* _Instructions to follow_
Can you transcribe every record below exactly as it appears?

* _Material to process_
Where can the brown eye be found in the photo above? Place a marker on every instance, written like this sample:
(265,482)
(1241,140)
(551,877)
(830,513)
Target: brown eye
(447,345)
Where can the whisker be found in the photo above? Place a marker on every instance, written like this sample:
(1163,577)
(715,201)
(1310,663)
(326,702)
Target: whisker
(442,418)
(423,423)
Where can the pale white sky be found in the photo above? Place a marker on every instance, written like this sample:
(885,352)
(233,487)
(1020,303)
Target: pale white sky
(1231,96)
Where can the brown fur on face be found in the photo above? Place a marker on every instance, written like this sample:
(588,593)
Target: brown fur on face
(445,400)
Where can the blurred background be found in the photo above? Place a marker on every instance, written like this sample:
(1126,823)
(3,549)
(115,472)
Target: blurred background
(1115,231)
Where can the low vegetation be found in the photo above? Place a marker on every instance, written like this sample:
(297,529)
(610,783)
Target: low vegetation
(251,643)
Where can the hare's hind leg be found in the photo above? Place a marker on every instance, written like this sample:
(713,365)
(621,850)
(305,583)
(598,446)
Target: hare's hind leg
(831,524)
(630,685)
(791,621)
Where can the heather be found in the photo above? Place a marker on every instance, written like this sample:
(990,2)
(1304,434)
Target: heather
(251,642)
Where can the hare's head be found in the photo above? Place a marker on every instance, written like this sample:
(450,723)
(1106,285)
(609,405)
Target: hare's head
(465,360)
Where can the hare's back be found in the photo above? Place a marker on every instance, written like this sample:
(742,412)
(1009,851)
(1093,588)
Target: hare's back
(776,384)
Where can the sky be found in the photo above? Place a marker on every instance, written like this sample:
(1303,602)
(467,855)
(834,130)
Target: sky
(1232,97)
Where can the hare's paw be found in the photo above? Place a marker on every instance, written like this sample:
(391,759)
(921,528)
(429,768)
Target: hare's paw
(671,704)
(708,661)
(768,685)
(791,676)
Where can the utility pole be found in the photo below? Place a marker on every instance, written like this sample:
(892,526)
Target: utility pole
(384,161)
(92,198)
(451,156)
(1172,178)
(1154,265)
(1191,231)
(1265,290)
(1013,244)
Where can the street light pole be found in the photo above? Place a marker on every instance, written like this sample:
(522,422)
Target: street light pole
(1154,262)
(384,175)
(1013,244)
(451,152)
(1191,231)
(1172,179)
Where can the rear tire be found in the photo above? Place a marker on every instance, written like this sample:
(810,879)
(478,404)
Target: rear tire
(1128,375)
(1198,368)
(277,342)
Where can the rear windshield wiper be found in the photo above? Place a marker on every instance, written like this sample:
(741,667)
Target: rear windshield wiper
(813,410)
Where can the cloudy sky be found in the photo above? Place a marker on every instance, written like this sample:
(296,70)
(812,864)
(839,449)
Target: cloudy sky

* _Answer to this task_
Where can the brown eye be found in the photo above? Place a marker on every instance, written like this sample:
(265,482)
(1241,140)
(551,877)
(830,513)
Target: brown eye
(447,345)
Where can the whisker be found in the photo above? Place a marker on every instance, written like this sample:
(1163,577)
(715,201)
(1310,663)
(326,702)
Target: whisker
(442,418)
(423,423)
Where can the pale white sky be found in the photo above? Place a marker on every instance, written like this sample:
(885,352)
(233,487)
(1020,303)
Target: pale white sky
(1231,96)
Where can the brown fur on face be found in the photo above? Place a marker on every instance, written like this sample:
(588,593)
Target: brown fur on face
(445,400)
Where can the blurred background be found in the photo above? Place a marker on every instance, written like this sample:
(1126,823)
(3,549)
(115,472)
Target: blurred background
(1115,231)
Where can the low vegetation be found in the photo above? Place a marker on every instance, written like this sample:
(297,529)
(610,783)
Target: low vegetation
(251,643)
Where can the hare's hind leg be found in the photo above? Place a marker on every instance, written like this sample:
(713,365)
(621,850)
(305,583)
(598,446)
Target: hare's hind leg
(831,524)
(630,685)
(791,621)
Where can the heather be found in the photo above? Place a marker on every instance, written like this sample:
(990,2)
(1304,434)
Target: heather
(251,642)
Where can the hare's head be found in the photo above? Place a marker on every instance, written like this sample:
(450,723)
(1106,285)
(609,405)
Target: hare's head
(465,360)
Where can the hare's back be found in the photo above? Place a marker on every instance, written like this sample:
(742,412)
(1009,851)
(1093,588)
Target: hare's back
(776,384)
Where can the sky be found in the photo above? Place a marker on every instance, written like this sample:
(1303,602)
(467,855)
(834,130)
Target: sky
(1232,97)
Where can the hare's paw be found in the photo above? Place a marker on every instance, written like this sample:
(391,759)
(921,528)
(429,768)
Target: hare's paw
(671,704)
(708,661)
(768,685)
(791,676)
Where can the utility pole be found in the photo below? Place a marker on every instance, written like this sample:
(892,526)
Target: utility pole
(384,161)
(92,198)
(451,156)
(1172,178)
(1154,265)
(1191,231)
(1265,290)
(1013,244)
Where can the street light pole be found in the photo above? Place a marker on every instance, written like this sample:
(522,422)
Target: street light pole
(1154,262)
(384,175)
(1013,244)
(451,152)
(1191,231)
(1172,179)
Where can the rear tire be found in the photo above? Place a marker on every instance, written like this sample:
(810,879)
(478,404)
Target: rear tire
(1128,375)
(1198,368)
(277,342)
Where can the rear windshield wiper be found in the photo above? Place a marker on every instance, written like this sample:
(741,667)
Target: rear windshield wiper
(813,410)
Where can the cloudy sky be found in the photo above? Place a marker on every instance, written like this sample:
(296,70)
(812,864)
(839,449)
Target: cloudy sky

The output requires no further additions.